━━ SUPPLIED DATA ━━
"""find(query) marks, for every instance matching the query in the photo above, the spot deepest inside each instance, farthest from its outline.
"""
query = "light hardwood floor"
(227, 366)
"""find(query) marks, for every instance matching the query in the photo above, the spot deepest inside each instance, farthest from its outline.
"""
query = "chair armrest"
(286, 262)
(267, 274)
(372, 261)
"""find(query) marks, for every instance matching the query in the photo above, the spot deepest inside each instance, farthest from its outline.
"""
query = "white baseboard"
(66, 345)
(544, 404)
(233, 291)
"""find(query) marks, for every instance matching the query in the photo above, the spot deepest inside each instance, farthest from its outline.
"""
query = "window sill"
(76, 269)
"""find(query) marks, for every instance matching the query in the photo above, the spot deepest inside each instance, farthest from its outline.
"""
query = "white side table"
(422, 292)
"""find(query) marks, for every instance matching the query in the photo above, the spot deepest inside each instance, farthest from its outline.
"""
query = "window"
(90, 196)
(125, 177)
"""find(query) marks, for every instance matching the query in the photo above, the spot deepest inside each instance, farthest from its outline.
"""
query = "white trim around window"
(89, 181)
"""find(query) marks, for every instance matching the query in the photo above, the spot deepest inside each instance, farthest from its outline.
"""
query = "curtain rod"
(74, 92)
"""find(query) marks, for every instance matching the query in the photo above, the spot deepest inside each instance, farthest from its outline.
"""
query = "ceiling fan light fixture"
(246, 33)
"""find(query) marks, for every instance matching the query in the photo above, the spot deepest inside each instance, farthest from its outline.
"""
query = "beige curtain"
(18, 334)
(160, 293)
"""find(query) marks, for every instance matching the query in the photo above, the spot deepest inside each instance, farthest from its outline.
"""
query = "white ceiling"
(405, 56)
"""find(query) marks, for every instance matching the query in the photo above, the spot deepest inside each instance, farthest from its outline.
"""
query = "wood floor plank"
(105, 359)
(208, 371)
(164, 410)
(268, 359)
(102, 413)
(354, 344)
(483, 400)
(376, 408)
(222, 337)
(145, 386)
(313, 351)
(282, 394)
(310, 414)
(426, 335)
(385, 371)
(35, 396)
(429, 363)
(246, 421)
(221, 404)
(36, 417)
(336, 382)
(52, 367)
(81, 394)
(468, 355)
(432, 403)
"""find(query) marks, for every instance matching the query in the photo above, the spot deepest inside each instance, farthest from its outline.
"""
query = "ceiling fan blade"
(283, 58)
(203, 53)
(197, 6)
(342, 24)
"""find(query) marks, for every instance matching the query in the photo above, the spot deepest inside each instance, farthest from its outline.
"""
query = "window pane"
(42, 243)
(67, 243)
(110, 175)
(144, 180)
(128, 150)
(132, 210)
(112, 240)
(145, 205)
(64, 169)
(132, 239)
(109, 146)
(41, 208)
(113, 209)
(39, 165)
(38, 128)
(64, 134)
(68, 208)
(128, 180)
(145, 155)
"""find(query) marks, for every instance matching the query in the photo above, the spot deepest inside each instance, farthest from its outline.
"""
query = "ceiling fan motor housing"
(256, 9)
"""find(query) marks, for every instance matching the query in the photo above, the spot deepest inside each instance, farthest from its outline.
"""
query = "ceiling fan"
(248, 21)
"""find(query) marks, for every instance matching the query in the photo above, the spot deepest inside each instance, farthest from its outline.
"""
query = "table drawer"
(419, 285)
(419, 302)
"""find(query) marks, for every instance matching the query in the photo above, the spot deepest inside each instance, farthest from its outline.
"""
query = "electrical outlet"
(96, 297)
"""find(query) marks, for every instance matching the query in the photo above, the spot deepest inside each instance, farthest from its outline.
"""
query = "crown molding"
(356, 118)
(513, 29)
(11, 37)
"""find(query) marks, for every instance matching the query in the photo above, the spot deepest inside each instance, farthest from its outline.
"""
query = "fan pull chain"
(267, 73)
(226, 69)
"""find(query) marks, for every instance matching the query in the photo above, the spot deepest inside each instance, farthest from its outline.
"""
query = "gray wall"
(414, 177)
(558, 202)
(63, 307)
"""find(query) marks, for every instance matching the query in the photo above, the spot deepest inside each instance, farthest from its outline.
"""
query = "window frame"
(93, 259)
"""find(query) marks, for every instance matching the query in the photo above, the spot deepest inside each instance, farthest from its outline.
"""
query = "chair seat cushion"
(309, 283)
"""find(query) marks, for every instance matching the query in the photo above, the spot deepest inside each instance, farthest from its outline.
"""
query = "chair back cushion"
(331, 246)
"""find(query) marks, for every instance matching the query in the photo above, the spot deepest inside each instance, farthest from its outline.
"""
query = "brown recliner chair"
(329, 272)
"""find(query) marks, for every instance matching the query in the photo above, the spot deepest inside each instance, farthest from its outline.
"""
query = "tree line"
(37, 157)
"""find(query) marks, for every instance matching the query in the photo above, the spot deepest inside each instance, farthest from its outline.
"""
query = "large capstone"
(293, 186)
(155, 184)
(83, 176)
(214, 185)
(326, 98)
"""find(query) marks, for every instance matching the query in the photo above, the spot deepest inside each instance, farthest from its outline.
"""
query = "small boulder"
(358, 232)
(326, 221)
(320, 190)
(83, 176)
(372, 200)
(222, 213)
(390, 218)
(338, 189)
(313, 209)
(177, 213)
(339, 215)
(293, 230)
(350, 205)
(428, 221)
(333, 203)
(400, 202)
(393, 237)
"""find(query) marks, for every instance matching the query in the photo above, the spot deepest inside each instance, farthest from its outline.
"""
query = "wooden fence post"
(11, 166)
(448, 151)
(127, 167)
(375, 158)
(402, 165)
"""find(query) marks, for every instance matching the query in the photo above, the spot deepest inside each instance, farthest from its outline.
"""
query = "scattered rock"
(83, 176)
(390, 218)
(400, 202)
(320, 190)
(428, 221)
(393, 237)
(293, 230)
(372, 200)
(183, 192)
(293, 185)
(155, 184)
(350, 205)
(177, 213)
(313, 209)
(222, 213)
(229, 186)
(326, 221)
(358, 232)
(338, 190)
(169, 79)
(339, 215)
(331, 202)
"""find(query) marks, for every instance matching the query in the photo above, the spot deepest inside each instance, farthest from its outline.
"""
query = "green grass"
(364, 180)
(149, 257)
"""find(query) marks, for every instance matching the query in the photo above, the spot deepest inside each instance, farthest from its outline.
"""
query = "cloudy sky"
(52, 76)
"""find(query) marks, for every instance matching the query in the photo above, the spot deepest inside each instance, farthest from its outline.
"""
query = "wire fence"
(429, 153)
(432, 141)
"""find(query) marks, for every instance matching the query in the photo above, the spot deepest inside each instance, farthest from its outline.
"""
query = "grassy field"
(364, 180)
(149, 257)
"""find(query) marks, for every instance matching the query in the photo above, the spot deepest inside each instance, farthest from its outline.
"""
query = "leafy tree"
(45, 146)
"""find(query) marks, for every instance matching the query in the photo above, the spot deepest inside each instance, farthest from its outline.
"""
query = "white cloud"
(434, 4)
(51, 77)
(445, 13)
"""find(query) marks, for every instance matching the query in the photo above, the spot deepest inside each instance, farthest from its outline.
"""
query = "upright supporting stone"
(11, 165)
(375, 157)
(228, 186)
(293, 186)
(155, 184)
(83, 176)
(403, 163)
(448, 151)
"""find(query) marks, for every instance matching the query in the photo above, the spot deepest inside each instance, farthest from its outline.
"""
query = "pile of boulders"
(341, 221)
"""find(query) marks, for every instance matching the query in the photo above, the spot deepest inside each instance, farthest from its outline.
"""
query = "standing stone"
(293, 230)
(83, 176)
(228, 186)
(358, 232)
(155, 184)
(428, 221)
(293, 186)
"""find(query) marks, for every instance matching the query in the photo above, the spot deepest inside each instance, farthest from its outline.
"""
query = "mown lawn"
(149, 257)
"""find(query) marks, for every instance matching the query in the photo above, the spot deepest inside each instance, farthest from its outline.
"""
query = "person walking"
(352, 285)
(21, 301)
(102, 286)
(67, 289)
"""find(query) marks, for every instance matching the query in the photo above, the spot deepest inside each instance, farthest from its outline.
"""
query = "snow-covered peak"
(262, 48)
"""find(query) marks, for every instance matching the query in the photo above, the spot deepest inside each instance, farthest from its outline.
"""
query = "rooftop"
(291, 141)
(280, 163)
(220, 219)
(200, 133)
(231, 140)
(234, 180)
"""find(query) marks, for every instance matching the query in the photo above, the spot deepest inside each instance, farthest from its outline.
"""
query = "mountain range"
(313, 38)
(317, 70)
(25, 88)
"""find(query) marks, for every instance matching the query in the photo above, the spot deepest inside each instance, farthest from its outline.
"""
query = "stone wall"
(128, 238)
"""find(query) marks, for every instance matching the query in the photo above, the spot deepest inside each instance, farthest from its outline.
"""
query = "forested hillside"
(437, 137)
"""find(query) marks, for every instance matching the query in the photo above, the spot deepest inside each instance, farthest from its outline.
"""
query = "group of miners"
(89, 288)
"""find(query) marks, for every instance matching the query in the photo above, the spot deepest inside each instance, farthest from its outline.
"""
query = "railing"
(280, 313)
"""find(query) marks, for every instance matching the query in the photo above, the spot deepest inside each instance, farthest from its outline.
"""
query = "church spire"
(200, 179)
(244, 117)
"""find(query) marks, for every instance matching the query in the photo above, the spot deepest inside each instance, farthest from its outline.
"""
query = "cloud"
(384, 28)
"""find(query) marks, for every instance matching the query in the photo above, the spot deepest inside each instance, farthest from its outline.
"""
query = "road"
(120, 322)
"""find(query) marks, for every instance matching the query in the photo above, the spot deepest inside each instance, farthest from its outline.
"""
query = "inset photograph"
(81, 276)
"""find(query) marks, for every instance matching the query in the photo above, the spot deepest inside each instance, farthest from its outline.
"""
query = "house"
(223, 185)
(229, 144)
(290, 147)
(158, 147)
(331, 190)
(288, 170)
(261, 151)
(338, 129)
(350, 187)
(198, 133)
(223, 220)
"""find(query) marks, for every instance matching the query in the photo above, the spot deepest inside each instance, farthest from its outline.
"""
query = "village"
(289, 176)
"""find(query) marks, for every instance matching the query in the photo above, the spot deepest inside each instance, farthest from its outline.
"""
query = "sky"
━━━
▶ [WHAT YOU HAVE TO DO] Pick out every line of the items that contains the string "curtain". Case counts.

▶ [THE RESULT]
query = "curtain rod"
query = "beige curtain"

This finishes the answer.